Keeping participants engaged in an online learning environment can be challenging. There are distractions around them, you don’t have a physical presence, and it can be more difficult for participants to feel involved. Fortunately, with the right virtual training software and tools, you can replicate many aspects of a classroom training environment.
In this article, we’re going to explore some of the challenges associated with online learning and also provide you with some tips on how to keep students engaged. Whether it’s a short 90-minute training session or a long-form course involving many sessions, keeping students engaged in the learning process is crucial to ensure they receive maximum benefit.
The challenges of live virtual classes
When you’re running live virtual classes, it can be easy for participants to drift in and out. Unlike a classroom setting where people are generally polite enough to listen attentively, in an online setting where the facilitator can’t see them, attention can lapse. Pair this with the fact that people’s attention spans are decreasing, and you’ve got a recipe for disengaged training participants.

## [TASK TO CARRY OUT]
Continue the piece on keeping online training participants engaged, starting right after its last sentence.

## [DATA SHOWN]
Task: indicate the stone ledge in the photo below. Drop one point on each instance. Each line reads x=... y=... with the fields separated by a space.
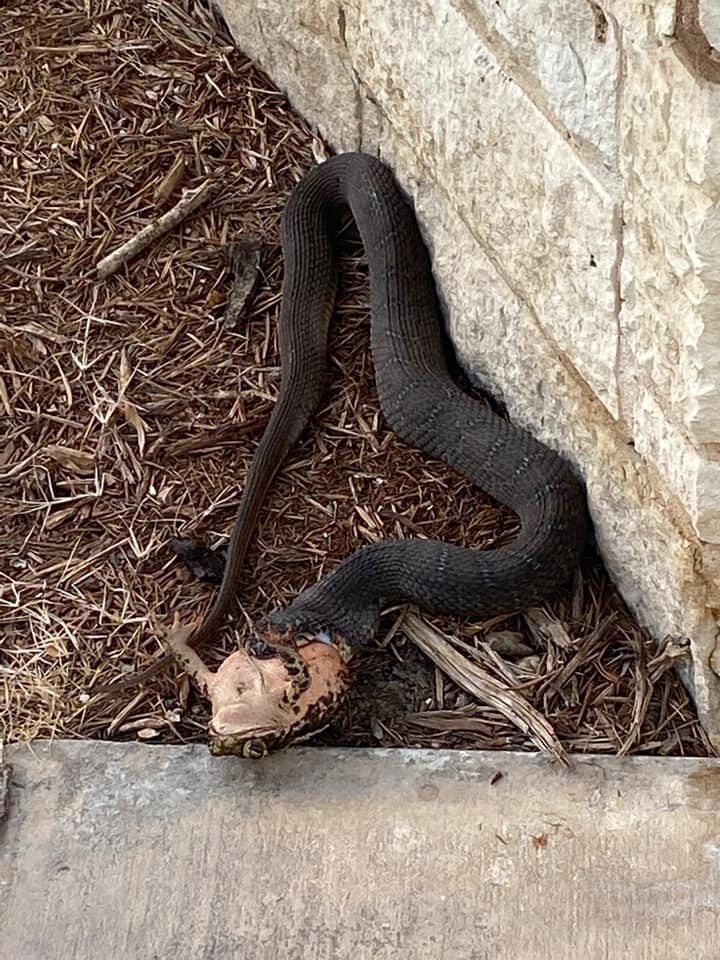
x=136 y=851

## [RESPONSE TO THIS EXERCISE]
The disconnect that can be created between facilitator and participant can also be replicated between participants. When in a classroom setting, it’s easy to get people engaged with each other through quick group activities. You don’t always have this luxury in a virtual classroom. That sense of everybody being in it together fosters discussion, questions and ideas. When running a live virtual session in Australia, you’ll need to work a little harder to draw out that communication.
In addition, there are no hands-on activities in a virtual setting, so you need to find ways to keep participants actively engaged, otherwise they can become distracted by other things around them.
It’s a pretty old technique, but it never fails to get people switched on and connected to their training session. Icebreakers can be short activities, or even as simple as going around the virtual room asking participants to answer a question. It’s not really about what they contribute, it’s just about getting their minds switched on to the fact that they’re in a training session and that’s what deserves their attention.
In addition, icebreakers can be extremely useful in lightening the mood of the virtual room, particularly if the training subject matter is a little dry. Not all training can be about something that instantly commands people’s undivided attention, so icebreakers at least get people ready to learn.
Provide communication tools
The type of training software you use for training is important because you need people to have good communication tools at their disposal. Without this, the entire session becomes a case of the trainer talking to participants. This isn’t engaging at all, and in fact, there’s no quicker way to let your students’ minds drift onto something else.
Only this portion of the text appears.